**WHAT TO WORK ON:** Please quote all of the material below verbatim, from start to finish.

**SOURCE RECORDS:**

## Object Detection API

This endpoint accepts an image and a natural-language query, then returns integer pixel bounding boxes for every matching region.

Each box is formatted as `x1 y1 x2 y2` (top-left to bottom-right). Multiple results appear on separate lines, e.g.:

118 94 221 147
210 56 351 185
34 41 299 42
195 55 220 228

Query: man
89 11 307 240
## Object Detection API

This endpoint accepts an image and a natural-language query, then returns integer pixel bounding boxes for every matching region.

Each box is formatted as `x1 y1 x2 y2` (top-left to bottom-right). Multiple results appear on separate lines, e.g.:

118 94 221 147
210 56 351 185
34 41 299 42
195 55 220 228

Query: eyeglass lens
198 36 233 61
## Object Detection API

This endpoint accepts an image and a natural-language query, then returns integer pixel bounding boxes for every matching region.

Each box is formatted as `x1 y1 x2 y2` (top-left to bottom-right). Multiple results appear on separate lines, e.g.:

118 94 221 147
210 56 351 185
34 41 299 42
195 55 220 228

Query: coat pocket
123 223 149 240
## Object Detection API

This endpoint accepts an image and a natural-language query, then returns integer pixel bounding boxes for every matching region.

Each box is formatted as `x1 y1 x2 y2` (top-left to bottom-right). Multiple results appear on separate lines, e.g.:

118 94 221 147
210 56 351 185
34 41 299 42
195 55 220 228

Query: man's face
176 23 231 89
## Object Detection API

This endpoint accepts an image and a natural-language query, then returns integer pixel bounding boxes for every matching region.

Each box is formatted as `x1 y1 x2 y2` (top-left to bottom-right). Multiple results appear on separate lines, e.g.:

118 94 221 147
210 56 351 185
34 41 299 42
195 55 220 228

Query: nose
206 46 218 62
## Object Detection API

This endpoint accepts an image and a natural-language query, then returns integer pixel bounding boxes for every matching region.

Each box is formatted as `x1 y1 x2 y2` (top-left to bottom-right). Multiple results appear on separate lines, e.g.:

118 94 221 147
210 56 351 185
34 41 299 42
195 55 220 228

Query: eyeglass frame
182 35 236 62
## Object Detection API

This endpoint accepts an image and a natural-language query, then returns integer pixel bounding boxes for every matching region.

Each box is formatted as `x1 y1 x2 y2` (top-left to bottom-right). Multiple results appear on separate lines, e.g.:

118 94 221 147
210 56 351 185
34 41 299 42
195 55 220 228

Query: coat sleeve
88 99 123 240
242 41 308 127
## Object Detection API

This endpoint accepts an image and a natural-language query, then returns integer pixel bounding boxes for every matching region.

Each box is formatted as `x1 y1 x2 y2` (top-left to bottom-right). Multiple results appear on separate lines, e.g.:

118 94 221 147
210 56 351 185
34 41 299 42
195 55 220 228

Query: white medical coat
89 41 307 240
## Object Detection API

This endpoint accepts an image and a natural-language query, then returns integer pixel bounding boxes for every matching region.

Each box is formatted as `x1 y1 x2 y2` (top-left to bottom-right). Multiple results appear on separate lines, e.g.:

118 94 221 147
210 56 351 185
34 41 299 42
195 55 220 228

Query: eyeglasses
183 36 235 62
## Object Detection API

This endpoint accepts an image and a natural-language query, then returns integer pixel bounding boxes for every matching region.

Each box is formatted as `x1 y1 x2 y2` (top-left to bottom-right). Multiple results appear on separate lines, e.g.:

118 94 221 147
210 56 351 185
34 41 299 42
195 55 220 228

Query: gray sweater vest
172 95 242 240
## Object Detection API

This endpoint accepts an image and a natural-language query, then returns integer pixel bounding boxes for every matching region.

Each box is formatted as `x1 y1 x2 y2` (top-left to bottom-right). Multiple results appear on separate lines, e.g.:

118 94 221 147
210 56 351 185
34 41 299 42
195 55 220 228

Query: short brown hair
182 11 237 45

**TASK RESPONSE:**
## Object Detection API

This endpoint accepts an image and a natural-language query, then returns integer pixel bounding boxes for every matching region.

Each box is formatted as `x1 y1 x2 y2` (top-left to bottom-right). Multiple results appear on separate lines, e.g.:

118 94 221 147
210 56 351 185
34 41 299 42
195 55 220 228

Query: man
89 11 307 240
## Object Detection API

This endpoint accepts an image and a natural-language query, then returns integer pixel bounding boxes for every matching region.

Each box is formatted as `x1 y1 x2 y2` (top-left to bottom-right). Multiple results appear on separate lines, e.g.:

118 94 221 147
210 56 351 185
34 41 299 42
195 55 220 228

Query: eyeglass lens
198 36 233 61
## Object Detection API

This endpoint accepts an image and a natural-language query, then returns integer pixel bounding boxes for every matching region.

Each box is formatted as `x1 y1 x2 y2` (top-left to bottom-right). Multiple results appear on separate lines, e.g.:

118 94 221 147
210 56 351 185
34 41 299 42
195 55 220 228

Query: coat pocket
123 223 149 240
## Object Detection API

This endpoint accepts an image and a natural-language query, then returns integer pixel bounding boxes for every matching region.

Each box is formatted as `x1 y1 x2 y2` (top-left to bottom-right). Multiple results appear on separate lines, e.g.:

118 94 221 147
210 56 351 185
34 41 299 42
195 55 220 228

Query: man's face
176 23 231 89
## Object Detection API

This endpoint accepts an image and a natural-language query, then returns integer pixel bounding boxes for every matching region.

Each box is formatted as `x1 y1 x2 y2` (top-left to bottom-right). Multiple results appear on separate lines, e.g.:

118 94 221 147
210 56 351 185
34 41 299 42
195 55 220 228

Query: nose
206 46 218 62
## Object Detection API

This endpoint accepts an image and a natural-language query, then returns integer pixel bounding boxes for every matching region.

Each box is formatted as `x1 y1 x2 y2` (top-left to bottom-right). Multiple results appear on separate lines, e.g.:

118 94 221 147
210 56 351 185
34 41 299 42
195 55 220 228

Query: eyeglass frame
182 35 236 62
## Object Detection API

This endpoint accepts an image and a natural-language query, then returns integer pixel bounding boxes for every matching region.

Each box is formatted as `x1 y1 x2 y2` (top-left to bottom-right). Multiple results appear on separate lines, e.g.:

118 94 221 147
210 56 351 185
34 41 299 42
195 55 220 228

Query: coat sleeve
88 99 123 240
242 41 308 127
## Object Detection API

This endpoint accepts an image and a natural-language query, then returns integer pixel bounding boxes for every matching region.

Each box is formatted as `x1 y1 x2 y2` (top-left to bottom-right). Multiple results appear on separate lines, e.g.:

118 94 221 147
210 56 351 185
34 41 299 42
195 55 220 228

Query: white medical coat
89 41 307 240
## Object Detection API

This endpoint accepts an image and a natural-language query, then returns integer pixel bounding boxes for every matching region.

Each box is formatted as `x1 y1 x2 y2` (top-left to bottom-right). Multiple results appear on separate lines, e.g.:

118 94 221 147
210 56 351 185
34 41 299 42
195 55 220 228

Query: eyeglasses
183 36 235 62
## Object Detection API

This endpoint accepts an image and a natural-language query, then returns integer pixel bounding boxes for every matching region.

Each box is formatted as `x1 y1 x2 y2` (top-left to bottom-right). Multiple results appear on separate lines, e.g.:

118 94 221 147
210 56 351 185
34 41 299 42
195 55 220 228

Query: gray sweater vest
172 95 242 240
## Object Detection API

This endpoint accepts an image and a natural-language query, then returns integer pixel bounding boxes for every matching region.

Each box is formatted as `x1 y1 x2 y2` (top-left to bottom-right). Multiple results appear on separate lines, e.g.:

118 94 221 147
210 56 351 185
34 41 299 42
195 55 220 228

Query: short brown hair
182 11 237 45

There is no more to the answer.